Aangeboden tekst:
● ● ● ●
Chiropractie
Chiropraxie is ontstaan in 1895 in de Verenigde Staten. Het is dus een eerder jonge maar stevig wetenschappelijk onderbouwde tak van de gezondheidszorg. Chiropractie is een discipline binnen de alternatieve geneeskunde die zich specialiseert in de goede werking van het zenuwstelsel en bijgevolg het bewegingsapparaat.
Hoe werkt het?
Het centraal zenuwstelsel (hersenen en ruggenmerg) zijn het ‘master controle systeem’ dat ons volledige lichaam bedient.
Een belangrijk deel van de informatie die onze hersenen van binnen ons lichaam opnemen, heet proprioceptie. Die term wordt gebruikt voor de neurologische informatie die onze gewrichten versturen naar de hersenen. Die informatie informatie wordt dan verwerkt door de hersenen, zodat zij een gepaste reactie (output) is een heel belangrijke bron voor de goede werking van het centraal zenuwstelsel en onderzoek heeft aangetoond dat 80 % van die neurologische input afkomstig is van de wervelzuil.
● ● ● ●
Gegeven informatie:
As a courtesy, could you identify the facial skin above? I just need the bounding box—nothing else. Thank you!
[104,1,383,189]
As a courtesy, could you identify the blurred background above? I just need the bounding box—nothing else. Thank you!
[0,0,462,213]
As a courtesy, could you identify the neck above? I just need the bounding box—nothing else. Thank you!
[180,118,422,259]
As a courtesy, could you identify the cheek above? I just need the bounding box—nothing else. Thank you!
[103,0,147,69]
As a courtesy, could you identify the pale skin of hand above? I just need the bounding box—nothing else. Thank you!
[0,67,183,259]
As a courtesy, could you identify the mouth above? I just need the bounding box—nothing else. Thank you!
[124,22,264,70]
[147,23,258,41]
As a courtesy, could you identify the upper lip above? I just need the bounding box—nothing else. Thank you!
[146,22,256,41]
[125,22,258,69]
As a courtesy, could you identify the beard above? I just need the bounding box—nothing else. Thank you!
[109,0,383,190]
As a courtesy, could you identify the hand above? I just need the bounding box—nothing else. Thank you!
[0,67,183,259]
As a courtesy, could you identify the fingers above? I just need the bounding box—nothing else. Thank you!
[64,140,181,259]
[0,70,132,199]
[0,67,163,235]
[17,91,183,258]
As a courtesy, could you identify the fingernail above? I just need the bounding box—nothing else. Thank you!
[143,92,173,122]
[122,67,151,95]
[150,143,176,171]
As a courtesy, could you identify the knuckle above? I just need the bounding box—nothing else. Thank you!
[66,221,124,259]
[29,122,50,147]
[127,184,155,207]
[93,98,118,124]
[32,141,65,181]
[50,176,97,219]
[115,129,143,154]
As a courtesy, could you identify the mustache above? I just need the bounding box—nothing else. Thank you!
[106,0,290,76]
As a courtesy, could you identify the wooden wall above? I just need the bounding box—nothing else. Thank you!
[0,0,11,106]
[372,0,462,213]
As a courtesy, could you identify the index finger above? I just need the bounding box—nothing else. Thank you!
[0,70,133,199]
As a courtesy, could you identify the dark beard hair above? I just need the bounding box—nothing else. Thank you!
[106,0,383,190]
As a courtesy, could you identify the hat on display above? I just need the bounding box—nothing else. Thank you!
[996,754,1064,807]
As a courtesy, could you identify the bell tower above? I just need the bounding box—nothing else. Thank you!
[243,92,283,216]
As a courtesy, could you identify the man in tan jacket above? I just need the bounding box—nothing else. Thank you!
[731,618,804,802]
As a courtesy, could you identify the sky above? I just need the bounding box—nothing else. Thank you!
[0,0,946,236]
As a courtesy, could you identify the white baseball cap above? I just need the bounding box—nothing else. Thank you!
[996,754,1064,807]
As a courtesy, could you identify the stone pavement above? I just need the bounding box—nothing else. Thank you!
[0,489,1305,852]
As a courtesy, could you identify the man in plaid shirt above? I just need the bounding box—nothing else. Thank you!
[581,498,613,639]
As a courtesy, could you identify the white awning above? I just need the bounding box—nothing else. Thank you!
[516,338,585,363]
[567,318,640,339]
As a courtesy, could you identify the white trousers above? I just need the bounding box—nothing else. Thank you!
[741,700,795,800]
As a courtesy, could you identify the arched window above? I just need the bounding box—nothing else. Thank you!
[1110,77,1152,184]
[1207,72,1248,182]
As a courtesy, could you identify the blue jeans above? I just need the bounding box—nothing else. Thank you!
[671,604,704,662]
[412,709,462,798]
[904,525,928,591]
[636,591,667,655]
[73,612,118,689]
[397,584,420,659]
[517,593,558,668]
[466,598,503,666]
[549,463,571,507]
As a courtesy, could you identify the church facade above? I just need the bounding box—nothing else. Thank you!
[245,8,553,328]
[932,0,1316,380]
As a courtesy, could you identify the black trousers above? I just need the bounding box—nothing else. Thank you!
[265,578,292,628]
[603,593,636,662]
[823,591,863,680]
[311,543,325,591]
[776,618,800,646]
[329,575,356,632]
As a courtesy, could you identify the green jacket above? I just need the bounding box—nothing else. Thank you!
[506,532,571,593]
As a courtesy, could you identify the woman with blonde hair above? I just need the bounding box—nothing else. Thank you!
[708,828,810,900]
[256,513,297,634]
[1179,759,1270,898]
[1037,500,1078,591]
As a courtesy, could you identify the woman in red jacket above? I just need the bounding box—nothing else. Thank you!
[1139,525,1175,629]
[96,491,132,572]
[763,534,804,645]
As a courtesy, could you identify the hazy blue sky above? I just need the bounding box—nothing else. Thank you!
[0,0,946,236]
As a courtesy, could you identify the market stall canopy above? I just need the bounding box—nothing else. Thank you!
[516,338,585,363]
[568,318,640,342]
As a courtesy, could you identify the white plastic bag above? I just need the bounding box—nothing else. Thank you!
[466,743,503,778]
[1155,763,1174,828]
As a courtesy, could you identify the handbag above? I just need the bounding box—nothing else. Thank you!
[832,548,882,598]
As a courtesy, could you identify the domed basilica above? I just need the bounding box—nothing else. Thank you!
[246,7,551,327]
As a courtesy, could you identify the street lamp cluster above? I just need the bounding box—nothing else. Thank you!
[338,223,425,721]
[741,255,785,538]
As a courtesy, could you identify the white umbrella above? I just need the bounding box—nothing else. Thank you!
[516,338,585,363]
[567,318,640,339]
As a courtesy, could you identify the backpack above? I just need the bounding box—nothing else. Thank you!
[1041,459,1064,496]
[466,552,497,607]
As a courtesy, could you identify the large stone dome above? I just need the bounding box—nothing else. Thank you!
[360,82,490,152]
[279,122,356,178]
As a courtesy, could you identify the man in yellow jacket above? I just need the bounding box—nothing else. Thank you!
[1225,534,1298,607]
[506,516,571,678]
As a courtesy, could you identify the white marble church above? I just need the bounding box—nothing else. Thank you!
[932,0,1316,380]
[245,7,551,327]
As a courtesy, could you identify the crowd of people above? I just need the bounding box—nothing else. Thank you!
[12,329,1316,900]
● ● ● ●
Opdracht:
Beantwoord de volgende vragen over de tekst over chiropractie.
(a) In welk jaar en in welk land is chiropraxie ontstaan?
(b) Uit welke twee delen bestaat het centraal zenuwstelsel?
(c) Waarvoor wordt de term proprioceptie gebruikt?

Oplossing:
(a) In 1895, in de Verenigde Staten.
(b) Uit de hersenen en het ruggenmerg.
(c) Voor de neurologische informatie die onze gewrichten naar de hersenen versturen.